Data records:
========================================
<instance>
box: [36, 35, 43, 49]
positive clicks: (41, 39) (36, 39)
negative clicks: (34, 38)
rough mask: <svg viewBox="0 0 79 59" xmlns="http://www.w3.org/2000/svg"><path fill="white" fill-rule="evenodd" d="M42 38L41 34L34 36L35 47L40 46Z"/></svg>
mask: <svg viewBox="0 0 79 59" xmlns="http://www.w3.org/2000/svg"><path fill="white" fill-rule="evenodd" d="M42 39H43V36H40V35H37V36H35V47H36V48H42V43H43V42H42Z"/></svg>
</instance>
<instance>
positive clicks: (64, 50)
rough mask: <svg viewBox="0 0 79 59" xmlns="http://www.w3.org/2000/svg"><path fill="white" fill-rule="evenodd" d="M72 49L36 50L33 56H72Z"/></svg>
========================================
Exercise aim
From the records above, extract every line exactly as it stands.

Answer to this task
<instance>
box: [36, 35, 43, 49]
positive clicks: (41, 39) (36, 39)
negative clicks: (34, 38)
rough mask: <svg viewBox="0 0 79 59" xmlns="http://www.w3.org/2000/svg"><path fill="white" fill-rule="evenodd" d="M42 38L41 34L34 36L35 47L40 46Z"/></svg>
mask: <svg viewBox="0 0 79 59" xmlns="http://www.w3.org/2000/svg"><path fill="white" fill-rule="evenodd" d="M42 39H43V36H40V35H37V36H35V47H36V48H42V43H43V42H42Z"/></svg>
</instance>
<instance>
positive clicks: (64, 50)
rough mask: <svg viewBox="0 0 79 59" xmlns="http://www.w3.org/2000/svg"><path fill="white" fill-rule="evenodd" d="M72 49L36 50L33 56H72Z"/></svg>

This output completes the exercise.